Funds come from anonymous Sussex County graduate
July 16, 2020

The Bryan Allen Stevenson School of Excellence, a Georgetown-based free, public charter high school focused on service learning, has received a $100,000 grant from an anonymous Sussex County graduate. The donor’s hope is to inspire other Sussex County community members and graduates to support the school, set to open in fall 2022, and provide opportunities to be part of a new narrative for education and social justice.

"BASSE is working to reimagine societal systems by harnessing the power of the education system of the U.S. to become a place where we can create possibilities of reconciliation and repair," said Alonna Berry, a school founder and co-chair. “We are incredibly grateful for this donor’s generosity and the example they are setting that encourages students to consider the impacts they can make in their home communities, now and in the future. BASSE believes in helping students learn to pay it forward through service, education and impact.”

BASSE is partnering with the Richard Allen School Coalition, and BASSE will be housed at the Richard Allen School in Georgetown for its initial years. BASSE is raising $5 million for the first phase of its capital campaign. BASSE recently received a lead corporate gift of $10,000 from Delmarva Power, and $10,000 from Young Conaway Stargatt and Taylor, in addition to ongoing community support.

Information supplied:
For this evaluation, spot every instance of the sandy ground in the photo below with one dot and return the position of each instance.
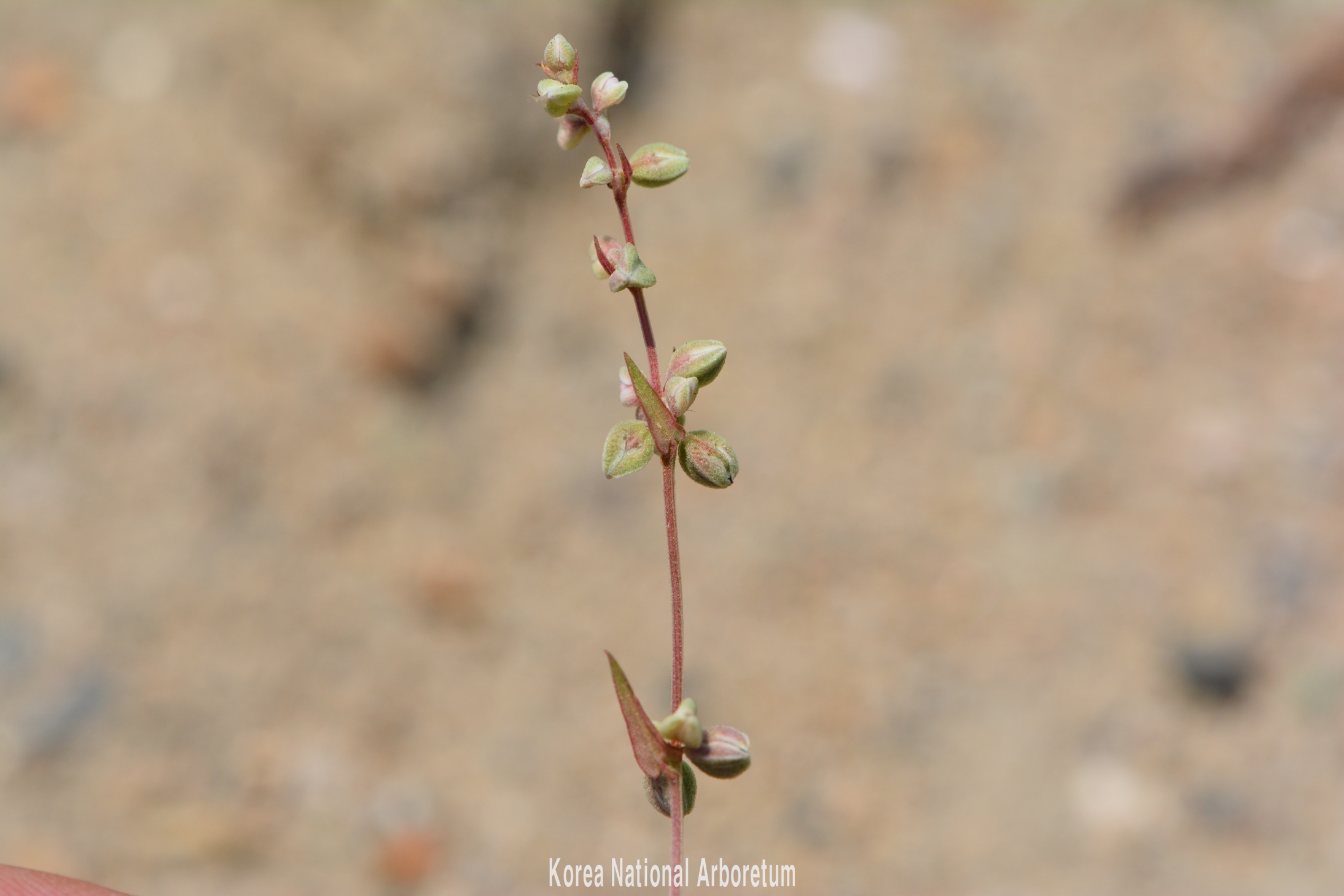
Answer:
(1030, 583)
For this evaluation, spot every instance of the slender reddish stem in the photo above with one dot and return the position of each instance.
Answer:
(675, 564)
(620, 187)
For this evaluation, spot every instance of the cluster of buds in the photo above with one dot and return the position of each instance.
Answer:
(660, 419)
(668, 751)
(678, 743)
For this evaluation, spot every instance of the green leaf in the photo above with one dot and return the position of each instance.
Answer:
(664, 427)
(652, 754)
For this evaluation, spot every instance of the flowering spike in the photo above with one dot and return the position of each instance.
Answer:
(664, 427)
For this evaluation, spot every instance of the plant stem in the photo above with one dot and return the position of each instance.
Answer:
(620, 187)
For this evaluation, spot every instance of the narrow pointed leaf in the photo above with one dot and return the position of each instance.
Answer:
(654, 755)
(664, 427)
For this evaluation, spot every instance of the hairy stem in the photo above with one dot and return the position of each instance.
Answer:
(675, 567)
(620, 185)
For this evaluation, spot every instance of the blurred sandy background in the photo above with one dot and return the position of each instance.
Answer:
(1030, 583)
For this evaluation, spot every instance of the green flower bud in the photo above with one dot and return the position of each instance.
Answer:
(709, 460)
(702, 359)
(560, 61)
(595, 173)
(608, 92)
(656, 789)
(679, 392)
(611, 249)
(726, 753)
(557, 97)
(630, 446)
(683, 726)
(571, 132)
(658, 164)
(631, 271)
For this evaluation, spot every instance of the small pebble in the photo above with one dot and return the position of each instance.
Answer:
(1217, 672)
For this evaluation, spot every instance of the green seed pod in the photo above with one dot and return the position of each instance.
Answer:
(683, 726)
(709, 460)
(631, 271)
(702, 359)
(681, 392)
(571, 132)
(595, 173)
(628, 395)
(608, 92)
(725, 753)
(560, 61)
(630, 446)
(656, 789)
(658, 164)
(557, 97)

What to do:
1. In the article on the charter school grant, where will BASSE be housed during its first years?
2. Write the next paragraph of the article about the Bryan Allen Stevenson School of Excellence grant, picking up after its final sentence.

Expected answers:
1. At the Richard Allen School in Georgetown.

2.
BASSE is named in honor of Bryan Stevenson, a prolific social justice activist and lawyer originally from Milton, Delaware. Stevenson is the founder and executive director of the Equal Justice Initiative in Montgomery, Ala. He and his staff have won reversals, relief or release for more than 125 wrongly condemned prisoners on death row. The Equal Justice Initiative has also initiated anti-poverty and anti-discrimination efforts that challenge the legacy of racial inequality in America, including major projects to educate communities about slavery, lynching and racial segregation. Stevenson is a professor of law at New York University and the author of the critically acclaimed New York Times bestseller, “Just Mercy,” which was recently adapted into a feature film of the same name starring Michael B. Jordan and Jamie Foxx.

Stevenson and his family want to ensure that the opportunity to learn through a community-focused, service-learning lens and academic rigor is available to students in Sussex County.

“BASSE will partner with community businesses as part of our service-learning curriculum that will allow students to have real, hands-on work experience,” said Berry. That work and service experience will bring students knowledge of their community needs and challenges, helping them learn to innovate in those spaces. Combined with a rigorous academic curriculum and social justice lens, BASSE will offer students a unique chance to explore, achieve, and create impact at school and in their community.